Dataset entries:
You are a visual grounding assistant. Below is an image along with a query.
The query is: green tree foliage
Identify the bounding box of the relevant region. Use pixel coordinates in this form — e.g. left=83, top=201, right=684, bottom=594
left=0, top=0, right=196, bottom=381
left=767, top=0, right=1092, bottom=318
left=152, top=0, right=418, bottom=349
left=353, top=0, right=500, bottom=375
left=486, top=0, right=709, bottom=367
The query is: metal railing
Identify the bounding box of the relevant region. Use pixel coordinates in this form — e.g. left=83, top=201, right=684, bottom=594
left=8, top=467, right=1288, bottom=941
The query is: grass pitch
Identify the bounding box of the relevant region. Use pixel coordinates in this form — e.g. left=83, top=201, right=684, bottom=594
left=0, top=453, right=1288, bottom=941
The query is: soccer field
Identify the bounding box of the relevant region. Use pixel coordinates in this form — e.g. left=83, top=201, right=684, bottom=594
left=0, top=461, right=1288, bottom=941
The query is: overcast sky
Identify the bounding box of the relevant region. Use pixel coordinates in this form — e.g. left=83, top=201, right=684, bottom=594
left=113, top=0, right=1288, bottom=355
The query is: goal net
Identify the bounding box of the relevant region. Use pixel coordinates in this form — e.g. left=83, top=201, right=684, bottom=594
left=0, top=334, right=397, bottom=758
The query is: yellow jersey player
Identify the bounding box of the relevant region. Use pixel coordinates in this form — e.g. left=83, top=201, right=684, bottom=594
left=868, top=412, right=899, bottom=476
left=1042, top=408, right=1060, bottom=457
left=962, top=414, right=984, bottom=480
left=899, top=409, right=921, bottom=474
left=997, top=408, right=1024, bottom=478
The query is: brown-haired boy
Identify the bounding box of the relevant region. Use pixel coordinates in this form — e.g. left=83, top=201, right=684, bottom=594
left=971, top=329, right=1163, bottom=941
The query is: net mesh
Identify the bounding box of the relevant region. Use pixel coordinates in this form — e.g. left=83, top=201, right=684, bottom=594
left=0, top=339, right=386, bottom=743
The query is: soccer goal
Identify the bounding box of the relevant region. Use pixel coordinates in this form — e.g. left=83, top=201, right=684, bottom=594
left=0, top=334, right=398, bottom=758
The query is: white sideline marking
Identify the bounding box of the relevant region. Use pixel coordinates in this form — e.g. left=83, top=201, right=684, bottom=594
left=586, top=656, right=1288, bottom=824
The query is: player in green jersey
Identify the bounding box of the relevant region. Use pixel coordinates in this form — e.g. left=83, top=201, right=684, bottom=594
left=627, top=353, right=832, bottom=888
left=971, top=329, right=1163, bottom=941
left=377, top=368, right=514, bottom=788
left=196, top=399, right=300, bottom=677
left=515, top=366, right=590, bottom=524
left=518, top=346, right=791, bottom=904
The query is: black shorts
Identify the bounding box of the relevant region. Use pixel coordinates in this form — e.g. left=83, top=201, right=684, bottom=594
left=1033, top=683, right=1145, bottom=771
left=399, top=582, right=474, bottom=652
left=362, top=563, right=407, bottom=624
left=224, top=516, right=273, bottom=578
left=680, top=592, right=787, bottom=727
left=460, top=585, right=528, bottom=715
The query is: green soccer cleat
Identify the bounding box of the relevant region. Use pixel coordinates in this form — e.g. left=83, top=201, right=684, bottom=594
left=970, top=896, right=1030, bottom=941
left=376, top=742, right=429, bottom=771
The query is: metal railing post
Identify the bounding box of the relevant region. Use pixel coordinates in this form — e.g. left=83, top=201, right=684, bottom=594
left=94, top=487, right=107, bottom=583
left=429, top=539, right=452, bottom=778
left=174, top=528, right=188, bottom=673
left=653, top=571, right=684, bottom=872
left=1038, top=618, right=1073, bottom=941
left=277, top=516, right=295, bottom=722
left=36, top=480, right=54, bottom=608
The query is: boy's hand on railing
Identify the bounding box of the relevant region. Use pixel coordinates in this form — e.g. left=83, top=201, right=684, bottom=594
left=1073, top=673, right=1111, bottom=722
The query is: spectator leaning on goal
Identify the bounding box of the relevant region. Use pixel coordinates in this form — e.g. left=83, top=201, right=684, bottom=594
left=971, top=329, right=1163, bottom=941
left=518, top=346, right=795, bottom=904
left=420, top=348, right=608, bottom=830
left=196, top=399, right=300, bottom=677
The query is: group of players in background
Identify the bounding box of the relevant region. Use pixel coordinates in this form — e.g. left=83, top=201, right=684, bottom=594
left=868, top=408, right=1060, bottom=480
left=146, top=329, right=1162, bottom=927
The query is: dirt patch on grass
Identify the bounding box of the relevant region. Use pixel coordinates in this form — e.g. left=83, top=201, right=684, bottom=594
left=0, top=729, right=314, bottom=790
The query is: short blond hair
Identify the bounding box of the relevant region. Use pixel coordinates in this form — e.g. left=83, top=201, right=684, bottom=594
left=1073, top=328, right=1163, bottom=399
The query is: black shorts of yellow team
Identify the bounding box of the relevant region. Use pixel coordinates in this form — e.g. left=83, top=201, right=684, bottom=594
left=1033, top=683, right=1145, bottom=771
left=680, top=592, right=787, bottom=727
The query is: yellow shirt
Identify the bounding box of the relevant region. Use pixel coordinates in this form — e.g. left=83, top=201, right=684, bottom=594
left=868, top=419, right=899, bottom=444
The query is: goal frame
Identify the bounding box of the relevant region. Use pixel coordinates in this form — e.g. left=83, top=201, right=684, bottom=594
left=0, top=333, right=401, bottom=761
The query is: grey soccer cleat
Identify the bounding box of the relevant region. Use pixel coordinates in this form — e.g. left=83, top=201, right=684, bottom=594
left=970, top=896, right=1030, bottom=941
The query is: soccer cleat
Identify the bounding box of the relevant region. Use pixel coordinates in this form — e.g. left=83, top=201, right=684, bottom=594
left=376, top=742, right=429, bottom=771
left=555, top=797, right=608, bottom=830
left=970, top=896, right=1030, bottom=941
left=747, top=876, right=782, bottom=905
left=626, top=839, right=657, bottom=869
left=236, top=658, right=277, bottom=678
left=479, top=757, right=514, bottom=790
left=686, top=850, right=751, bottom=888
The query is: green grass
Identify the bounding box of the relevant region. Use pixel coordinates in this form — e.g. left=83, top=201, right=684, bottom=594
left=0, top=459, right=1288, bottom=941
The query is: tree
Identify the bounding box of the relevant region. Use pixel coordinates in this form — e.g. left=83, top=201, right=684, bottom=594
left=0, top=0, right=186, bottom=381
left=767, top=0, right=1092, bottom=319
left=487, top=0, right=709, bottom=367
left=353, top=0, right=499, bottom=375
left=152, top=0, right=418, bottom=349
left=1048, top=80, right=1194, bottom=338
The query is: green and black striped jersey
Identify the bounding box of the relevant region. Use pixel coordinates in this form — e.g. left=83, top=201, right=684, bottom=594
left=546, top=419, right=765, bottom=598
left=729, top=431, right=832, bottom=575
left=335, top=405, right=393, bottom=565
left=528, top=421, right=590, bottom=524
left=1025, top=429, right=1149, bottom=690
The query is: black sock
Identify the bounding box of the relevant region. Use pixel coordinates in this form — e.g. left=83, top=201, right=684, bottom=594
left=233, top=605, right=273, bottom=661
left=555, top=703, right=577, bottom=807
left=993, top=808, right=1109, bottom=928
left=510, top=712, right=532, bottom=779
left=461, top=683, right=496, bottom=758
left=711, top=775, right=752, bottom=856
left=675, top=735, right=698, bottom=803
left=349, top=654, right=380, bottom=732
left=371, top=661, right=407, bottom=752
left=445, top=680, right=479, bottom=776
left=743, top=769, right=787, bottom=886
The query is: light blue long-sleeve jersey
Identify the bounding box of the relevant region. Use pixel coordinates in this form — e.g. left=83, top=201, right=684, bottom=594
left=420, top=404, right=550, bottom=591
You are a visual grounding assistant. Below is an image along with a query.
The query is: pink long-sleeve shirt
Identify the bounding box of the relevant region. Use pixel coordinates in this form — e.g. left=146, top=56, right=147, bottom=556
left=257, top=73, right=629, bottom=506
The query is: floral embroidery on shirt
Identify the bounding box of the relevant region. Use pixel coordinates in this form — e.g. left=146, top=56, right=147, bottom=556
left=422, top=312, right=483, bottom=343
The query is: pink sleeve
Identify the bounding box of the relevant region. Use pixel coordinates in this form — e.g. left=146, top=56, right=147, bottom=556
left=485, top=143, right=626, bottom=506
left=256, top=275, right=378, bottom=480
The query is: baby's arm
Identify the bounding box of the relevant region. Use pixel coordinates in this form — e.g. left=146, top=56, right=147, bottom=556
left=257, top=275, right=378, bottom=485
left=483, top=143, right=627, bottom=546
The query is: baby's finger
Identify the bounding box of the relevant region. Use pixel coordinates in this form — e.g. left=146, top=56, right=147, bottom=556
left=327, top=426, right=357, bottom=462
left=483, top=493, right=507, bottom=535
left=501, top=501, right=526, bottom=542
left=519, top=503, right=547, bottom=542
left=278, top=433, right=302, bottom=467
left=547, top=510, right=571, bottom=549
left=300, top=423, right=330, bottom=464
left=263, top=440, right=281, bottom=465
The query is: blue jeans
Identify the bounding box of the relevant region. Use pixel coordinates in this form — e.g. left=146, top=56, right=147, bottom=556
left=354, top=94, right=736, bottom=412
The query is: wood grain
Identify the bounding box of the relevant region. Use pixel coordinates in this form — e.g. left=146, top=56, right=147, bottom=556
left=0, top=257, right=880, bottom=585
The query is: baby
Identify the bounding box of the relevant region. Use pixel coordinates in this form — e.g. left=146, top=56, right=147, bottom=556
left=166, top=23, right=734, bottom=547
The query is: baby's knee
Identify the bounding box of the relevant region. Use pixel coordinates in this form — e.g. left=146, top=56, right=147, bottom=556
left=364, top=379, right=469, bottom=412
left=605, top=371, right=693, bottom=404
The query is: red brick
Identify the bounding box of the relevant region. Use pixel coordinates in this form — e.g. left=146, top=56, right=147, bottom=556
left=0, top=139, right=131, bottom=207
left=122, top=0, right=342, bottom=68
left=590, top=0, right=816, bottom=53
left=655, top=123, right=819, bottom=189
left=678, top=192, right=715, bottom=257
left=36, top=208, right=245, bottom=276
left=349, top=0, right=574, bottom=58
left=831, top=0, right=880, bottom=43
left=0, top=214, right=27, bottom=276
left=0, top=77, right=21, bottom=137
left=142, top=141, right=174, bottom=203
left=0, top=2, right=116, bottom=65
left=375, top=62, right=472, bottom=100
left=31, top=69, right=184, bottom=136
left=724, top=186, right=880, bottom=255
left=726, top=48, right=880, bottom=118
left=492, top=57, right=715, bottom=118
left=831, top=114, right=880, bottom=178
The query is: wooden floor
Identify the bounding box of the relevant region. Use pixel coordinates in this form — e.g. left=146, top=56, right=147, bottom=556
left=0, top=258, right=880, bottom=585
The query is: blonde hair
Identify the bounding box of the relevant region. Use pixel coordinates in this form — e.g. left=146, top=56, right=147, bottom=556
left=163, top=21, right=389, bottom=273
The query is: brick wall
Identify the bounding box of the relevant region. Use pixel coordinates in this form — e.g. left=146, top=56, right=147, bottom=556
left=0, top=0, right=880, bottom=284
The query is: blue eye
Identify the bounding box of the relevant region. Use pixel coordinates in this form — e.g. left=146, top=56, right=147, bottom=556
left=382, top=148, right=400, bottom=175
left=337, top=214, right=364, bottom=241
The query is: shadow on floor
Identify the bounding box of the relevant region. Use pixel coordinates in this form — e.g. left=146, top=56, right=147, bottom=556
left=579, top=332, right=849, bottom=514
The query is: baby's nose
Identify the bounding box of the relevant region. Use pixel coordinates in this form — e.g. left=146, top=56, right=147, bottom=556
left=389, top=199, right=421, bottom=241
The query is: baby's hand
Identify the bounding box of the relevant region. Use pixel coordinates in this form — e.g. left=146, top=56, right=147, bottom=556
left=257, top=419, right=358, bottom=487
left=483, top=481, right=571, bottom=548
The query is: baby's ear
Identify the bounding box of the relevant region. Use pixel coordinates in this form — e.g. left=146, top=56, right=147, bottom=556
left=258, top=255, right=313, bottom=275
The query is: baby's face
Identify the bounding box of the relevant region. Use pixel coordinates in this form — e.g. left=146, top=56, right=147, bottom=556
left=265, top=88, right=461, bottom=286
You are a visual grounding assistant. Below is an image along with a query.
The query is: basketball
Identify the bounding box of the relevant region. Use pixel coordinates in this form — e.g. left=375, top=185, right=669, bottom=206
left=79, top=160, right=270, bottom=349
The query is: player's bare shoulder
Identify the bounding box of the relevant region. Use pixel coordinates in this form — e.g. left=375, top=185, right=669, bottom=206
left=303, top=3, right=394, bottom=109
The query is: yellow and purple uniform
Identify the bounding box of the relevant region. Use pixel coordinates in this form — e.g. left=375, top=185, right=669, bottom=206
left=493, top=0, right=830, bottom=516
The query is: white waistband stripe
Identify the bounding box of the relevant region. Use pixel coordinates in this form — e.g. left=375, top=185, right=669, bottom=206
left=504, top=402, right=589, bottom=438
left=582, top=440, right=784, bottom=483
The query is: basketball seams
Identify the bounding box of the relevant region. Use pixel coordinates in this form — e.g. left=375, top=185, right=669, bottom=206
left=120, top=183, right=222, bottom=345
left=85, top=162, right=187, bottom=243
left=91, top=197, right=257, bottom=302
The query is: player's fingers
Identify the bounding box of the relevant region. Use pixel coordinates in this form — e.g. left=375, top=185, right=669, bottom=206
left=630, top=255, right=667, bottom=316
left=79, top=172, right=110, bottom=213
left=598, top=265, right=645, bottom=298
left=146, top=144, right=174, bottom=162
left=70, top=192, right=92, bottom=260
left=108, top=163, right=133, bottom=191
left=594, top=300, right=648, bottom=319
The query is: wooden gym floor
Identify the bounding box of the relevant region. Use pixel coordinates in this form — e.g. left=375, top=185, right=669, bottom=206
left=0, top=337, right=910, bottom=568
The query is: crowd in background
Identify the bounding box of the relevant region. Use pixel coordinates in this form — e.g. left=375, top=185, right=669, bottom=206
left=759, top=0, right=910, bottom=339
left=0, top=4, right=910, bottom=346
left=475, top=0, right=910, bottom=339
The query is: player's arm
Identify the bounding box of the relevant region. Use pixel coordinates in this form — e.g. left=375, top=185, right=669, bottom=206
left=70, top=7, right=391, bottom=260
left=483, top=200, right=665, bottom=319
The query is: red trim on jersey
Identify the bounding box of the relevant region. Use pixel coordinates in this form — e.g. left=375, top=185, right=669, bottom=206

Given exercise: Repeat the entries word for word, from their first line through the line containing "left=0, top=0, right=196, bottom=381", including that line.

Response:
You are a visual grounding assistant. Below is an image along with a query.
The query is: green tree foliage
Identify the bounding box of the relevant region. Use pixel coordinates in this form — e.g. left=83, top=201, right=684, bottom=594
left=0, top=0, right=196, bottom=381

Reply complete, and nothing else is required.